## YOUR OBJECTIVE
Copy the listing below word for word, beginning with the line that contains "[output] one dot per instance, form <point>64,223</point>." and continuing through the line that contains "<point>425,222</point>", with both of those lines included.

* start *

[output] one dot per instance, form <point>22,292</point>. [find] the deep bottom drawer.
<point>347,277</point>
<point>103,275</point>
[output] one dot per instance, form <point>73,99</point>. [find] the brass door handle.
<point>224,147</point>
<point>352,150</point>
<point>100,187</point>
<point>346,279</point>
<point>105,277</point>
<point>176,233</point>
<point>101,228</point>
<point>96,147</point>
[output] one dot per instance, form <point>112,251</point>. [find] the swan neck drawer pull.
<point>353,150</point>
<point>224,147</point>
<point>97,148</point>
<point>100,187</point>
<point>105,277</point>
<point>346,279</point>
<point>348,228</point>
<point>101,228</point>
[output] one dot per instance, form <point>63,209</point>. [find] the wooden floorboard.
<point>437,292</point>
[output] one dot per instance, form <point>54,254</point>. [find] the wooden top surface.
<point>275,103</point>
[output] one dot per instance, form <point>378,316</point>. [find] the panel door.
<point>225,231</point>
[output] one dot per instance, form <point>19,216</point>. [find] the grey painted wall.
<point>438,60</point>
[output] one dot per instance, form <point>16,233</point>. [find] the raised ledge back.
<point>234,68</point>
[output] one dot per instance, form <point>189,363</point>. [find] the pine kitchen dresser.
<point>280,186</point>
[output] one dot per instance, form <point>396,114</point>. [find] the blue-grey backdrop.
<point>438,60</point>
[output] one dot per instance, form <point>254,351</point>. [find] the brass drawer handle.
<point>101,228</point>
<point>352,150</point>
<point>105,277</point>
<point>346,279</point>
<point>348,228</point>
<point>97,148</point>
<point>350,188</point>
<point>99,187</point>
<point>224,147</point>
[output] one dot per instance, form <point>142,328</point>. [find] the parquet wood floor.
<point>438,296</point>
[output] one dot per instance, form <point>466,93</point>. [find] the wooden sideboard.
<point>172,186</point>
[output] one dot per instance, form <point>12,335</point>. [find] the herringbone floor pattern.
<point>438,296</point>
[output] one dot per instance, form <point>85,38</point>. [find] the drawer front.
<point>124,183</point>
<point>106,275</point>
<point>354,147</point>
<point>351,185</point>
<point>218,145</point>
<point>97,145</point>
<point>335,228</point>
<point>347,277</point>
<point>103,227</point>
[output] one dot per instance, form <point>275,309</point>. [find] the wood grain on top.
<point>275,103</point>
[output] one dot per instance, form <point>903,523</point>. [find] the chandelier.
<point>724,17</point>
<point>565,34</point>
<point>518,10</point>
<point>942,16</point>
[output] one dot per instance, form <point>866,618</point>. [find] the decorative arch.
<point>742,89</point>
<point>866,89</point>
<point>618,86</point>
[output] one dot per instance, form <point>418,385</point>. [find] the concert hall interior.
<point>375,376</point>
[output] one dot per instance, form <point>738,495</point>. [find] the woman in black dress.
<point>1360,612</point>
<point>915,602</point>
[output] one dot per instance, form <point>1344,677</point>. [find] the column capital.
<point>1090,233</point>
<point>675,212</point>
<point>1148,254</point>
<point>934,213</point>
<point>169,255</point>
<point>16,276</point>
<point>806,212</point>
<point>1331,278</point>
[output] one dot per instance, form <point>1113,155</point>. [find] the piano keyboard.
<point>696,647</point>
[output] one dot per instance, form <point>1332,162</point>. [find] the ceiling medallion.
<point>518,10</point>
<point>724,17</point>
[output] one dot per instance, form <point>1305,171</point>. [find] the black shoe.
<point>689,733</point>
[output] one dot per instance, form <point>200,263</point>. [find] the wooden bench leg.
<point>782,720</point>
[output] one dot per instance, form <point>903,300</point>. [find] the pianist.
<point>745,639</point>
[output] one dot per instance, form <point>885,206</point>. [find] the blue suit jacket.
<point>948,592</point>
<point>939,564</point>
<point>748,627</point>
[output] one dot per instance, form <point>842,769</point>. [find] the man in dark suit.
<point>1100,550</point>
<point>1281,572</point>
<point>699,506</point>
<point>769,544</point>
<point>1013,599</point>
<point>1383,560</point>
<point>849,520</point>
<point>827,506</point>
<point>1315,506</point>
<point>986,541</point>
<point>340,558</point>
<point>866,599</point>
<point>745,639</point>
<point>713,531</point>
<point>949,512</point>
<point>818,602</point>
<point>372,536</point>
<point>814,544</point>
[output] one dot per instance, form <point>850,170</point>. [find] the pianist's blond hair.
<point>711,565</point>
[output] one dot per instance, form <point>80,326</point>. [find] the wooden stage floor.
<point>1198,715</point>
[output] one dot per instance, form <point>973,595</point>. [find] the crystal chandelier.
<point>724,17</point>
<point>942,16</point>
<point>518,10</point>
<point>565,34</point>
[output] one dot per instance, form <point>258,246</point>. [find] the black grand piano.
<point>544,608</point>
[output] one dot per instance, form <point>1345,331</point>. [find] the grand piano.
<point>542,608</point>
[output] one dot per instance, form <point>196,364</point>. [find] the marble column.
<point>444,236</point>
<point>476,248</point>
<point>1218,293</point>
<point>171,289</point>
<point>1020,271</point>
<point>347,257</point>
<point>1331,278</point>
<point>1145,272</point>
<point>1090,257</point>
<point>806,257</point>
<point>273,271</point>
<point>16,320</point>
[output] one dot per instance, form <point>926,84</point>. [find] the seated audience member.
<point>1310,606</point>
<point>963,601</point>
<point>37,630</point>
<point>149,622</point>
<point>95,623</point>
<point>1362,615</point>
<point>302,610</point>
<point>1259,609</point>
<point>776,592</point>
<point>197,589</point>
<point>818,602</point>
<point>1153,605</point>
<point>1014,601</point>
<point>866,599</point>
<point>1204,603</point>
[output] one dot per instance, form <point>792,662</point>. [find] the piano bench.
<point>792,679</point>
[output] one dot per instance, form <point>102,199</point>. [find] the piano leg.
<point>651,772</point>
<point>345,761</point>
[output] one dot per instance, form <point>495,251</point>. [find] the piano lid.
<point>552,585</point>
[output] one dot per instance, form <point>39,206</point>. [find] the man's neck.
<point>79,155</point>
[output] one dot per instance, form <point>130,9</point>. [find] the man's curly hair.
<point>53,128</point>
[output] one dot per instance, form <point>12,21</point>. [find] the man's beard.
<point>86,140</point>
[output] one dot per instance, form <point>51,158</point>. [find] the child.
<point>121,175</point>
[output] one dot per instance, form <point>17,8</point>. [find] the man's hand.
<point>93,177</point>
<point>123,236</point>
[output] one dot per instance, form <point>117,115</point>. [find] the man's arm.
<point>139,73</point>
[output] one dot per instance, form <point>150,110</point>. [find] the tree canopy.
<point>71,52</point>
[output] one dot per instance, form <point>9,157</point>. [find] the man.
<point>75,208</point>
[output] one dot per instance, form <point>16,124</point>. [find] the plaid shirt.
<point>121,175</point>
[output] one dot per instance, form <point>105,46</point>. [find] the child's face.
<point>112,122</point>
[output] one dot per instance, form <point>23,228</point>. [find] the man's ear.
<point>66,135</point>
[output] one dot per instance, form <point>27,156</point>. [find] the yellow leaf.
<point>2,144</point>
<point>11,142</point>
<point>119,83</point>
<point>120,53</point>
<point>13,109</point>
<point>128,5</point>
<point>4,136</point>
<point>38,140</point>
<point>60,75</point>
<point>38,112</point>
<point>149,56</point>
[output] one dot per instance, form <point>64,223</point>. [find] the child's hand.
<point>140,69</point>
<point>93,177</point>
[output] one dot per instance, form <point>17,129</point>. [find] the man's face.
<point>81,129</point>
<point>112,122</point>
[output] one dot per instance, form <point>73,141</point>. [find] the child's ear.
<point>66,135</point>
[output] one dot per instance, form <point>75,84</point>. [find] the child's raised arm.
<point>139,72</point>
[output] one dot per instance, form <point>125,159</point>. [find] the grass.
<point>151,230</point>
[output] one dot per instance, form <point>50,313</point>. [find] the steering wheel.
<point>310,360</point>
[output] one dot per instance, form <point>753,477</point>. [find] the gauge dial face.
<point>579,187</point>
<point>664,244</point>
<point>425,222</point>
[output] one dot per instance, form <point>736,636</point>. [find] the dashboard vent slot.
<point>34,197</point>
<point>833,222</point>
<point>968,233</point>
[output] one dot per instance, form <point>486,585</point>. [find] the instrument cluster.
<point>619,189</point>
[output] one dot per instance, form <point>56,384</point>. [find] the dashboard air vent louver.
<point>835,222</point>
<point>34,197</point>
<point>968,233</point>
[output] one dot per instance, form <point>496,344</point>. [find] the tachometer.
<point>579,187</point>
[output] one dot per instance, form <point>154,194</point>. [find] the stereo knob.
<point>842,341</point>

* end *

## TASK RESULT
[output] one dot per instance, form <point>64,223</point>. [find] the child's hand.
<point>140,69</point>
<point>93,177</point>
[output] one dot per instance, form <point>17,129</point>. [find] the man's face.
<point>81,129</point>
<point>112,122</point>
[output] one dot per instance, form <point>73,141</point>. [find] the child's ear.
<point>66,135</point>
[output] one dot per instance, form <point>75,84</point>. [find] the child's raised arm.
<point>139,72</point>
[output] one dot per instance, form <point>125,159</point>. [find] the grass.
<point>151,230</point>
[output] one dot per instance, form <point>50,313</point>. [find] the steering wheel.
<point>310,360</point>
[output] one dot per instance, form <point>753,477</point>. [find] the gauge dial face.
<point>579,187</point>
<point>664,244</point>
<point>425,222</point>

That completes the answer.